(Records excerpted from a collection)

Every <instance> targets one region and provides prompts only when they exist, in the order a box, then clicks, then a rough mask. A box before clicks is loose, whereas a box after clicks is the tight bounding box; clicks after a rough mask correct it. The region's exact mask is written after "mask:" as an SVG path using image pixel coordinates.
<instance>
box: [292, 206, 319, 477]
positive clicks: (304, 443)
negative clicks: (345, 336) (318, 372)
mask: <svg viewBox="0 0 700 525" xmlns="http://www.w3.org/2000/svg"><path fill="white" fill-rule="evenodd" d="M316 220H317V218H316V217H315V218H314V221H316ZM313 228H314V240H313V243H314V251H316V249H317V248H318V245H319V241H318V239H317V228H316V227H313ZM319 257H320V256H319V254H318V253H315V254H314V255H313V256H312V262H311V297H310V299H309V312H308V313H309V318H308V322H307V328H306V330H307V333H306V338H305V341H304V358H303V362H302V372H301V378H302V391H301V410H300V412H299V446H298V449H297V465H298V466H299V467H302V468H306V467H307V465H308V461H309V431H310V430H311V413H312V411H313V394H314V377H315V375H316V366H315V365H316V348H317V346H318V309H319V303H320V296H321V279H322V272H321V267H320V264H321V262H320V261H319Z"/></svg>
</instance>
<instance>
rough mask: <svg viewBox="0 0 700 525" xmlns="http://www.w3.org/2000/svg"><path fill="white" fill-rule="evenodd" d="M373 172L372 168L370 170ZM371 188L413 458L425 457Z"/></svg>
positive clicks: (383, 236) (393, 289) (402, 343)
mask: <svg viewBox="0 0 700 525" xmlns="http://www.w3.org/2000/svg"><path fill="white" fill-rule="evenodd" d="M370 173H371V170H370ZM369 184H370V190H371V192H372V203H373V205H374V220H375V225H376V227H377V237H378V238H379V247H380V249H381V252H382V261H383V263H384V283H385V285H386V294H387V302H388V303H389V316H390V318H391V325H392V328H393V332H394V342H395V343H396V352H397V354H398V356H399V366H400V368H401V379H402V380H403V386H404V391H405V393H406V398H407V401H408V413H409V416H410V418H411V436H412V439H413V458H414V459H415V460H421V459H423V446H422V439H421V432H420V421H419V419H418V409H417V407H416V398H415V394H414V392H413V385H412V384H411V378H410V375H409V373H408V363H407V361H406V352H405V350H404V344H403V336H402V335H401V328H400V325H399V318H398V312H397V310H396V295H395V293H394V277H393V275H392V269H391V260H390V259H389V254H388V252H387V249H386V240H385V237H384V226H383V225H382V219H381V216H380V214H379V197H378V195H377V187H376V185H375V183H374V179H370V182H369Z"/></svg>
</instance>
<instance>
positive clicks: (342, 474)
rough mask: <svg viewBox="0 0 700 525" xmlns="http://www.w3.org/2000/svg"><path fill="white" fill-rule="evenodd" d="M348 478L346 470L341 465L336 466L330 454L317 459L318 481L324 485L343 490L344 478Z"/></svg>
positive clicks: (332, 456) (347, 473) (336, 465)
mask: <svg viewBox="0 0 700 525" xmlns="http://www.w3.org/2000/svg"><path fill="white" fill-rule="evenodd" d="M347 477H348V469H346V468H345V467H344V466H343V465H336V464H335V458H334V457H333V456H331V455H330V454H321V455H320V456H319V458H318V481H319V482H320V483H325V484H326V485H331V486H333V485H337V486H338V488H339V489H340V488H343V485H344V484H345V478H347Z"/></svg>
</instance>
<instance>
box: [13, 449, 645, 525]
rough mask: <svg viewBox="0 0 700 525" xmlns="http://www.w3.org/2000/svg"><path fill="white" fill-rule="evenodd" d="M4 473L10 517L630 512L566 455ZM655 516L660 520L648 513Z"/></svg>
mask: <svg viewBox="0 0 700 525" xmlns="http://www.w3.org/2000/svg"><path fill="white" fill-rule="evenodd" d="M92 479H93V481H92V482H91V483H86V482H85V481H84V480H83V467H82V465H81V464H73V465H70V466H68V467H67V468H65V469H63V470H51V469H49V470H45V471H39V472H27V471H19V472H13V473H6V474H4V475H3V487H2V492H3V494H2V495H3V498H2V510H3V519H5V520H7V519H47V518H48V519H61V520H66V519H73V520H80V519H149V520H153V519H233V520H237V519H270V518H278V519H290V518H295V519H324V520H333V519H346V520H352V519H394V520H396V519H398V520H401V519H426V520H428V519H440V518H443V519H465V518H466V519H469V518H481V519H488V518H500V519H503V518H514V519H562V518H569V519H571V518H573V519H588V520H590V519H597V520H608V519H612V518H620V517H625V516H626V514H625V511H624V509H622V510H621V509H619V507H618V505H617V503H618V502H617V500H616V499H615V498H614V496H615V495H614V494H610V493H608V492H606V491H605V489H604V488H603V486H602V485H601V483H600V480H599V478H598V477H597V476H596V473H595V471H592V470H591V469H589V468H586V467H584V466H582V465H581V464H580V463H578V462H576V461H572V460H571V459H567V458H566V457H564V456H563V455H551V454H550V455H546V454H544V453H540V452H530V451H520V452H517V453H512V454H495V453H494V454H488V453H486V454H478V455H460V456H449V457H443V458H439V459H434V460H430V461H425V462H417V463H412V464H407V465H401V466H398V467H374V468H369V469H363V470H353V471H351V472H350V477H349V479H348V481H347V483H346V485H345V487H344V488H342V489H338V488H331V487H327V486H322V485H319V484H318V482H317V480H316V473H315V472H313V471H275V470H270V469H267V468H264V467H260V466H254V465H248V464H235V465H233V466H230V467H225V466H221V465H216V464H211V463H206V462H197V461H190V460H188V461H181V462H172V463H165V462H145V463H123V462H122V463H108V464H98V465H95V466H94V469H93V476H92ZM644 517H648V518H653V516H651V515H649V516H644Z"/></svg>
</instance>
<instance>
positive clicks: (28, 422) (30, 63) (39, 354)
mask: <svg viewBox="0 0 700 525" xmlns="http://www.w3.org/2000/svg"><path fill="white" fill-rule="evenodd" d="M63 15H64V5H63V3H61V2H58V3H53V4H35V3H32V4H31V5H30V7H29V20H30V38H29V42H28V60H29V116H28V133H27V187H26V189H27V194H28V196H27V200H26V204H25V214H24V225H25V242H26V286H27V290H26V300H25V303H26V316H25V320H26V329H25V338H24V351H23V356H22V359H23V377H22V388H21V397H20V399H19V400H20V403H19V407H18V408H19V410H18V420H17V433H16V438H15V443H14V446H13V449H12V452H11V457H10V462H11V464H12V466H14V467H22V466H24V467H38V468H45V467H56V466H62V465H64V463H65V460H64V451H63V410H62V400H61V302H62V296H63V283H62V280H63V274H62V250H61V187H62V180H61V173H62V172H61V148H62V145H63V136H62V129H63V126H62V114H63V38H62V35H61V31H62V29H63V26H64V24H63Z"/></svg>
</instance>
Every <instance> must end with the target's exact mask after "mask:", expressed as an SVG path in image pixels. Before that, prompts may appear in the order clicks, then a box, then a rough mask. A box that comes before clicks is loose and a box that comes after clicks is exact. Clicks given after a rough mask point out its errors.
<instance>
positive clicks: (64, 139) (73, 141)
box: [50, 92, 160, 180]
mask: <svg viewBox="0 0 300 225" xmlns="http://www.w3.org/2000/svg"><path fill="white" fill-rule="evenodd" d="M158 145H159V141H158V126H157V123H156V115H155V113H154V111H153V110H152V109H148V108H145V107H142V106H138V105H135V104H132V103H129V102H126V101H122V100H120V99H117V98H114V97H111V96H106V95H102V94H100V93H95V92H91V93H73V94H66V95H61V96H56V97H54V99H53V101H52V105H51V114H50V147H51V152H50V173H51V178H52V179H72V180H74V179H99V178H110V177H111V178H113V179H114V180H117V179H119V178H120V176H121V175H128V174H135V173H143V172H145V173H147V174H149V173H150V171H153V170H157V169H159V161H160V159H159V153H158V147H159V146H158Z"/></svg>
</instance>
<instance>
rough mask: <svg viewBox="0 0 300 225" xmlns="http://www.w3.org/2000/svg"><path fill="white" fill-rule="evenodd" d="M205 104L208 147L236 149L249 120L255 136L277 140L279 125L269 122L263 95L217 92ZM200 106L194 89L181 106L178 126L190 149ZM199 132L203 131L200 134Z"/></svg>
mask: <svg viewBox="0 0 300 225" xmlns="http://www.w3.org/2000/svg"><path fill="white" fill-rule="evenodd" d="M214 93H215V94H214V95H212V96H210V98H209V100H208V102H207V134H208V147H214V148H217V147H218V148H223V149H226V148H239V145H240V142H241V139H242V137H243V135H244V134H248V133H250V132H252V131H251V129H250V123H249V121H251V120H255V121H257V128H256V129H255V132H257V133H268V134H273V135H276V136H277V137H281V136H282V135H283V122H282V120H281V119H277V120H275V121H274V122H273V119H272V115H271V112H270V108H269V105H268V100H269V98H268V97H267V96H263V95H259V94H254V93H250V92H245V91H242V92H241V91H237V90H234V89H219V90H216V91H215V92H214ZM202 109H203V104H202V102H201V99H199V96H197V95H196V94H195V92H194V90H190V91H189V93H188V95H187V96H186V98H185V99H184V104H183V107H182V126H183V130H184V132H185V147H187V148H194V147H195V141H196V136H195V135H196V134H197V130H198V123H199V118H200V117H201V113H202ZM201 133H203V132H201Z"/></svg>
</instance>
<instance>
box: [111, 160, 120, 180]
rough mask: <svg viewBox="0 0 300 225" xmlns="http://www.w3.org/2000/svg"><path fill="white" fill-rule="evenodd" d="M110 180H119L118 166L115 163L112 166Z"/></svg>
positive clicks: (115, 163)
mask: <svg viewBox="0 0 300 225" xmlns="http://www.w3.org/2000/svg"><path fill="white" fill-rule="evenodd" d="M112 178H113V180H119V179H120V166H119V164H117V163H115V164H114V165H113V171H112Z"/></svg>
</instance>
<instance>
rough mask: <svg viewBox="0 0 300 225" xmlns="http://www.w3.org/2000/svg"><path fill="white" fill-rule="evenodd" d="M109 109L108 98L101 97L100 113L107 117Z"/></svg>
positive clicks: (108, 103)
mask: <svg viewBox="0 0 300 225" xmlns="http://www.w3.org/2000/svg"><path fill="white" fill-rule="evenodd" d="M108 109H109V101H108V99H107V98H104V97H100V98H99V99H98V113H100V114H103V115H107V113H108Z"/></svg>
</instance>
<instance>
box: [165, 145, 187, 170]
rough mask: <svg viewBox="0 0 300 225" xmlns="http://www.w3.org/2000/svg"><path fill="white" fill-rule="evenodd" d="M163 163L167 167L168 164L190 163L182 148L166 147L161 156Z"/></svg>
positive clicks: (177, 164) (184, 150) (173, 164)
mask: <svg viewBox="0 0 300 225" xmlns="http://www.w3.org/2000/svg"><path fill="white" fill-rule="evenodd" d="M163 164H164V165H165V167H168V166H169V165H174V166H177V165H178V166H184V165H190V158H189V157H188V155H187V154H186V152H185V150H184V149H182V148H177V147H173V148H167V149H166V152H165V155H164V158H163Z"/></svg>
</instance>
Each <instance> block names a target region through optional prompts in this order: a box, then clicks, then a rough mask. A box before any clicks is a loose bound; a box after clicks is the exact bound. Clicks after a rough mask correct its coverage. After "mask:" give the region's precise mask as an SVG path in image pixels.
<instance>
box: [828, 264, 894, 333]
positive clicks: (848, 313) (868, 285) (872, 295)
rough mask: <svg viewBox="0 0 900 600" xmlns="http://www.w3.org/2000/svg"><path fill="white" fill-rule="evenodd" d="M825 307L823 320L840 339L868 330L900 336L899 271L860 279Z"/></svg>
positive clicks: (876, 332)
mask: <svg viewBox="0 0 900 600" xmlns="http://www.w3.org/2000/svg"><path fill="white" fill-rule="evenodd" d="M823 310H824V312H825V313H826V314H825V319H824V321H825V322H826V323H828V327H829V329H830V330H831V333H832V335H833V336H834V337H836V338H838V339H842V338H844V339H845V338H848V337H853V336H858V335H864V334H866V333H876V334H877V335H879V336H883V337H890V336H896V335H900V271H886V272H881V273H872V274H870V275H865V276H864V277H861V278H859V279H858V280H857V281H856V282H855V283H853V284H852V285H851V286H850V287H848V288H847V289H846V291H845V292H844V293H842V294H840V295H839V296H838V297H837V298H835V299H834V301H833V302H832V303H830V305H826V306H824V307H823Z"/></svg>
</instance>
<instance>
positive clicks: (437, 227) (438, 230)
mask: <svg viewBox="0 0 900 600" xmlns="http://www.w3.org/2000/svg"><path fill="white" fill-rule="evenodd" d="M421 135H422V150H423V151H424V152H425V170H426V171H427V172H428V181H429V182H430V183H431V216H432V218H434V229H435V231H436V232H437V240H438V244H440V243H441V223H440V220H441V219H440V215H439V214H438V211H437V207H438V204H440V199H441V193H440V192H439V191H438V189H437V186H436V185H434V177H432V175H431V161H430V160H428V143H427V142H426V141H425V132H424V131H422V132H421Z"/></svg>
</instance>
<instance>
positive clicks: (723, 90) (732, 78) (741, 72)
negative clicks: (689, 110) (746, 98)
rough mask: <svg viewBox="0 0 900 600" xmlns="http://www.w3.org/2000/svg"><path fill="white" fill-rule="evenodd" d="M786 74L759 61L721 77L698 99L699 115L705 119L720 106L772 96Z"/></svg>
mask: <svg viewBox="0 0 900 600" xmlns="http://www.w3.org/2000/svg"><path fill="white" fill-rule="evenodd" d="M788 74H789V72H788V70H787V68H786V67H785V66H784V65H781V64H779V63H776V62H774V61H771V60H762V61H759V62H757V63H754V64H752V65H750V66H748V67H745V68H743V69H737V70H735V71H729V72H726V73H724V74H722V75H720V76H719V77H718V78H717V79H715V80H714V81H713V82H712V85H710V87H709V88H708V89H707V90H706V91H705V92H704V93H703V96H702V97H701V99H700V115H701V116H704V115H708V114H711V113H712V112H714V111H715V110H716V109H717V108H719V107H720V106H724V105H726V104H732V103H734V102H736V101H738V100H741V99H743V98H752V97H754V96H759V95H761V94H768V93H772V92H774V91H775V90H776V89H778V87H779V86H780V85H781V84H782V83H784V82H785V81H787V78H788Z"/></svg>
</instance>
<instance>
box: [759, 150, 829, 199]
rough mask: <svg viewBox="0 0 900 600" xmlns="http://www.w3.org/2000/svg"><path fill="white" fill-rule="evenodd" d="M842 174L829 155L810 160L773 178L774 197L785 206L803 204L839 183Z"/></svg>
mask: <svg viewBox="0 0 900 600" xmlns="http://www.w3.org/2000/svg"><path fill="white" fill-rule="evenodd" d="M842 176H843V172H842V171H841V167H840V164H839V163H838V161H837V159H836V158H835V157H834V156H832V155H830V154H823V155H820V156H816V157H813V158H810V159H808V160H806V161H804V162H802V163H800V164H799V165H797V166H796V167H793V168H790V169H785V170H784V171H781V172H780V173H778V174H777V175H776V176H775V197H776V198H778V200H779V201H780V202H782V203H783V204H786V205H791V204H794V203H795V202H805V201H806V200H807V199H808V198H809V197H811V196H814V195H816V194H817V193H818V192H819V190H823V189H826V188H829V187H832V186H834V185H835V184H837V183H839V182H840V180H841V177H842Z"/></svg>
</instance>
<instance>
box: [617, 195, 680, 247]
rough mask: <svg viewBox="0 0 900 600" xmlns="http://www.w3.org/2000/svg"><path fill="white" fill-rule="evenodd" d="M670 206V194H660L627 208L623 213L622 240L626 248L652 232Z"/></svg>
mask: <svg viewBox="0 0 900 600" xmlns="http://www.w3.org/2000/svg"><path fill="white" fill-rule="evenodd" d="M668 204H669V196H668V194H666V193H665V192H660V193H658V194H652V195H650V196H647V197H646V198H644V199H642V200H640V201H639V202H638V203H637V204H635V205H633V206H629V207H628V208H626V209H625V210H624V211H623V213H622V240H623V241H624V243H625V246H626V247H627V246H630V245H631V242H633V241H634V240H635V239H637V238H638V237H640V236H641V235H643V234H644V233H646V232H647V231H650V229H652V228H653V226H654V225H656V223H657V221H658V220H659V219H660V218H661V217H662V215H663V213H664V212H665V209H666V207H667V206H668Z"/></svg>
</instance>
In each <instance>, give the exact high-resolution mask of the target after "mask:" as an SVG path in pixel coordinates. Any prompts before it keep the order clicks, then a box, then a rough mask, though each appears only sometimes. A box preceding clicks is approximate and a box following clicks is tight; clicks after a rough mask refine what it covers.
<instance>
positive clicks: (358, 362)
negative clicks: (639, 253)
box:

TASK OBJECTIVE
Search the entries above for the word "correct" and copy each line where it appears.

SOLUTION
Every <instance> targets one region and provides prompts only when they exist, in the order a box, then clicks, then a rough mask. A box before clicks is loose, whereas a box after clicks is the tight bounding box; clicks after a rough mask correct it. The region's exact mask is written after "mask:" as an SVG path using image pixel coordinates.
Each <instance> block names a target region through optional prompts in this order: a box, then clicks, then a rough mask. A box before any clicks is a loose bound; a box after clicks is the exact bound. Clicks after a rough mask correct its coverage. After "mask:" give the region's precise mask as an SVG path in image pixels.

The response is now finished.